What is needed: Write every line of the data below as a numbered list. Skip the blank lines and leave out the pictures.

# START OF Excerpted records

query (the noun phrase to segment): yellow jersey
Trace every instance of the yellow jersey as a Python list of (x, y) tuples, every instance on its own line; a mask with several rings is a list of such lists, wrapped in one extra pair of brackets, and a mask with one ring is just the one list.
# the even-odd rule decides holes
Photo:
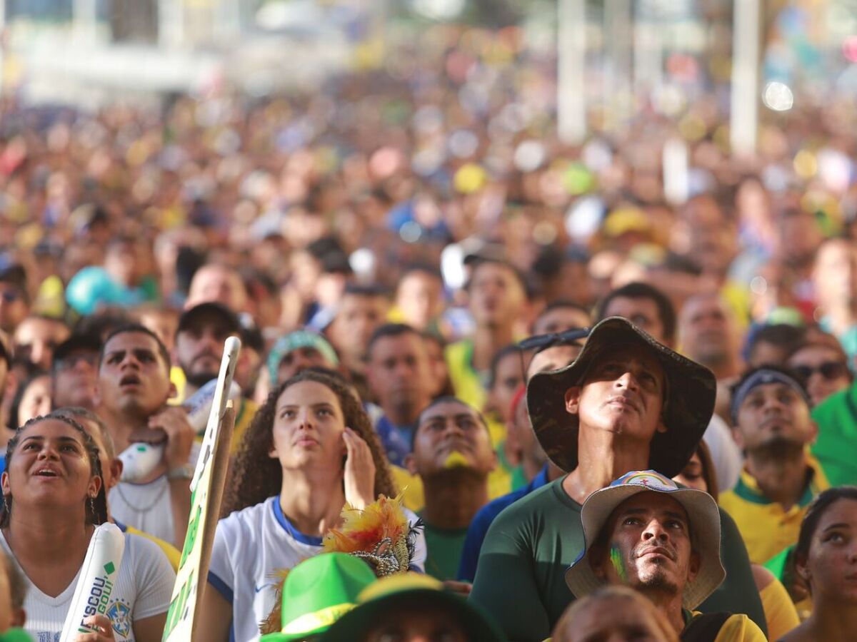
[(720, 505), (738, 525), (753, 563), (764, 564), (796, 543), (810, 502), (830, 487), (815, 458), (807, 455), (807, 465), (809, 479), (803, 496), (788, 510), (768, 499), (746, 470), (741, 472), (735, 487), (720, 496)]

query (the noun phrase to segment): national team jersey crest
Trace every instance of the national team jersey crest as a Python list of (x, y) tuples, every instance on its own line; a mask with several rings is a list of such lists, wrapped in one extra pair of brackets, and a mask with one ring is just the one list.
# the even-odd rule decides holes
[(107, 616), (113, 622), (113, 630), (123, 638), (131, 633), (131, 607), (122, 600), (114, 600), (107, 609)]

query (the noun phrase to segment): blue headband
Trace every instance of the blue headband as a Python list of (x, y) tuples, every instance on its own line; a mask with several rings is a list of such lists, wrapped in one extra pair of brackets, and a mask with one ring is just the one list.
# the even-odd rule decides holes
[(788, 386), (800, 395), (800, 398), (804, 400), (806, 406), (809, 407), (812, 407), (812, 402), (810, 401), (806, 391), (794, 378), (778, 370), (762, 368), (747, 377), (732, 394), (732, 403), (729, 407), (729, 413), (732, 415), (733, 425), (738, 425), (738, 411), (741, 404), (744, 403), (744, 400), (746, 399), (747, 395), (750, 394), (750, 391), (757, 386), (767, 383), (782, 383)]

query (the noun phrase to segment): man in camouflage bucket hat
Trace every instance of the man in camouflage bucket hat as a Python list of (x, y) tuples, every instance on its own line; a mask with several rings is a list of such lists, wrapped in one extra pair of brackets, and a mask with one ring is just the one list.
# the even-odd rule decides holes
[[(470, 599), (511, 639), (544, 639), (574, 599), (565, 570), (584, 548), (586, 497), (632, 470), (678, 473), (708, 425), (716, 390), (707, 368), (616, 317), (592, 329), (571, 366), (530, 380), (533, 430), (569, 474), (506, 508), (485, 538)], [(721, 521), (728, 579), (700, 610), (746, 613), (764, 629), (746, 550), (722, 512)]]

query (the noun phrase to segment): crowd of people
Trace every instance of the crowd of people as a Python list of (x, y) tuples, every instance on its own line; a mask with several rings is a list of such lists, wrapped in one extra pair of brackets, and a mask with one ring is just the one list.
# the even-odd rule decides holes
[[(107, 521), (78, 640), (160, 639), (232, 336), (201, 640), (850, 639), (854, 112), (752, 158), (710, 96), (568, 146), (518, 30), (430, 45), (306, 95), (6, 99), (0, 639), (59, 639)], [(407, 559), (329, 550), (380, 496)]]

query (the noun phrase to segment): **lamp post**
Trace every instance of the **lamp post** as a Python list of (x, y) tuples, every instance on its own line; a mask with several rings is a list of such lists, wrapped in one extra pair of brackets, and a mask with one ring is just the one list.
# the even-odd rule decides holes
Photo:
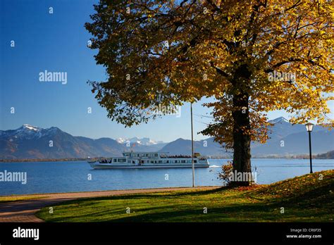
[(190, 114), (192, 120), (192, 187), (194, 187), (194, 133), (192, 130), (192, 103), (190, 103)]
[(307, 123), (305, 125), (307, 132), (309, 132), (309, 167), (310, 167), (310, 173), (312, 173), (312, 149), (311, 147), (311, 132), (313, 130), (313, 124), (311, 122)]

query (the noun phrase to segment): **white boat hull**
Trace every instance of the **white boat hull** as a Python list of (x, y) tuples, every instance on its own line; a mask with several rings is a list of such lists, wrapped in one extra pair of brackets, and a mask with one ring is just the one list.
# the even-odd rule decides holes
[[(113, 165), (112, 163), (90, 163), (90, 166), (94, 169), (135, 169), (135, 168), (192, 168), (191, 164), (175, 164), (175, 165), (167, 165), (167, 164), (154, 164), (154, 165)], [(194, 168), (209, 168), (209, 165), (206, 163), (204, 164), (195, 164)]]

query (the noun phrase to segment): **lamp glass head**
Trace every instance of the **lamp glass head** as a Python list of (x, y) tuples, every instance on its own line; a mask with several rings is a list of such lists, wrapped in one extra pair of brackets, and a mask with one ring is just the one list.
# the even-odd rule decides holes
[(307, 123), (305, 125), (305, 127), (307, 128), (307, 132), (312, 132), (313, 130), (313, 124), (311, 122)]

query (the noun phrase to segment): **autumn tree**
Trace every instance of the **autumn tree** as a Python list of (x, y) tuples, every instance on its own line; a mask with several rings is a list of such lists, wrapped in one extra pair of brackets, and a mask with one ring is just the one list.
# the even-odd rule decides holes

# END OF Excerpted records

Result of this task:
1. query (the noun phrase to segment): yellow jersey
2. Trace every instance of the yellow jersey as a Python list of (x, y) tuples, every instance on its own line; a mask with several rings is a list of such lists, wrapped in one extra pair of brackets, and a mask with one ring is just the one list.
3. # the even-odd rule decides holes
4. Photo:
5. [(720, 505), (738, 525), (753, 563), (764, 564), (796, 543), (810, 502), (830, 487), (815, 458), (807, 455), (807, 465), (809, 479), (803, 496), (788, 510), (768, 499), (746, 470), (741, 472), (735, 487), (720, 496)]
6. query (the noun phrase to segment): national team jersey crest
7. Trace every instance of the national team jersey crest as a Python list of (x, y) tuples, every instance on its own line; a mask with several rings is a list of such lists, wrapped in one extra pair of brackets, and a mask with one ring is just the one list.
8. # the even-odd rule decides holes
9. [(107, 616), (113, 622), (113, 630), (123, 638), (131, 633), (131, 607), (122, 600), (114, 600), (107, 609)]
10. query (the noun phrase to segment): blue headband
11. Trace every instance of the blue headband as a Python list of (x, y) tuples, every instance on its own line; a mask with several rings is a list of such lists, wrapped in one extra pair of brackets, and a mask with one ring is just the one list.
12. # the even-odd rule decides holes
13. [(788, 386), (800, 395), (800, 398), (804, 400), (806, 406), (809, 407), (812, 407), (812, 402), (810, 401), (806, 391), (794, 378), (778, 370), (762, 368), (747, 377), (732, 394), (732, 403), (729, 407), (729, 413), (732, 415), (733, 425), (738, 425), (738, 411), (741, 404), (744, 403), (744, 400), (746, 399), (747, 395), (750, 394), (750, 391), (757, 386), (767, 383), (782, 383)]
14. query (the noun phrase to segment): man in camouflage bucket hat
15. Trace every instance of the man in camouflage bucket hat as a Python list of (x, y) tuples, every instance on its own line; a mask with several rings is a list of such lists, wrapped in one extra pair of brackets, and a mask with one ring is just the one list.
16. # the even-odd rule decides holes
17. [[(470, 599), (511, 639), (544, 639), (574, 599), (565, 570), (584, 548), (586, 497), (632, 470), (678, 473), (708, 425), (716, 390), (707, 368), (616, 317), (592, 329), (571, 366), (530, 380), (533, 430), (569, 474), (506, 508), (485, 538)], [(721, 521), (728, 579), (700, 610), (746, 613), (764, 629), (746, 550), (722, 512)]]
18. query (the noun phrase to segment): crowd of people
19. Trace every instance of the crowd of people as a Python list of (x, y) tuples, every instance on its own line; a mask with several rings is a list of such lists, wrapped in one extra pair of brackets, and a mask with one ring is just the one list.
20. # the even-odd rule decides holes
21. [[(107, 521), (78, 640), (160, 639), (232, 336), (201, 640), (850, 639), (854, 112), (752, 158), (710, 96), (568, 146), (518, 30), (430, 45), (306, 95), (6, 99), (0, 639), (59, 639)], [(407, 559), (329, 550), (380, 496)]]
22. query (the noun phrase to segment): **lamp post**
23. Trace every instance of the **lamp post** as a Python list of (x, y) tuples, every instance on its own line; a mask with several rings is a list of such lists, wrapped in one extra pair of brackets, and a mask with one ring is just the one list.
24. # the even-odd rule decides holes
25. Photo:
26. [(190, 114), (192, 120), (192, 187), (194, 187), (194, 133), (192, 130), (192, 103), (190, 103)]
27. [(307, 123), (305, 125), (307, 132), (309, 132), (309, 167), (310, 167), (310, 173), (312, 173), (312, 149), (311, 147), (311, 132), (313, 130), (313, 124), (311, 122)]
28. query (the noun phrase to segment): **white boat hull**
29. Trace every instance of the **white boat hull** as a Python list of (x, y) tuples, every instance on its own line; a mask with several rings is a list of such lists, wrapped in one extra pair of brackets, and a mask with one ring is just the one list.
30. # the even-odd rule decides holes
31. [[(113, 165), (112, 163), (90, 163), (90, 166), (94, 169), (135, 169), (135, 168), (192, 168), (191, 164), (175, 164), (175, 165), (167, 165), (167, 164), (154, 164), (154, 165)], [(194, 168), (209, 168), (209, 165), (206, 163), (204, 164), (195, 164)]]
32. query (the noun phrase to segment): **lamp glass head**
33. Trace every instance of the **lamp glass head** as a Python list of (x, y) tuples, every instance on its own line; a mask with several rings is a list of such lists, wrapped in one extra pair of brackets, and a mask with one ring is just the one list.
34. # the even-odd rule decides holes
35. [(307, 123), (305, 125), (305, 127), (307, 128), (307, 132), (312, 132), (313, 130), (313, 124), (311, 122)]
36. query (the noun phrase to segment): **autumn tree**
37. Trace every instance of the **autumn tree** as a Python list of (x, y) tuples, every instance on its own line; a mask with several rings is a list of such lists, wrapped in one extra pair of brackets, and a mask with one ring is just the one list.
38. # the even-odd rule decides holes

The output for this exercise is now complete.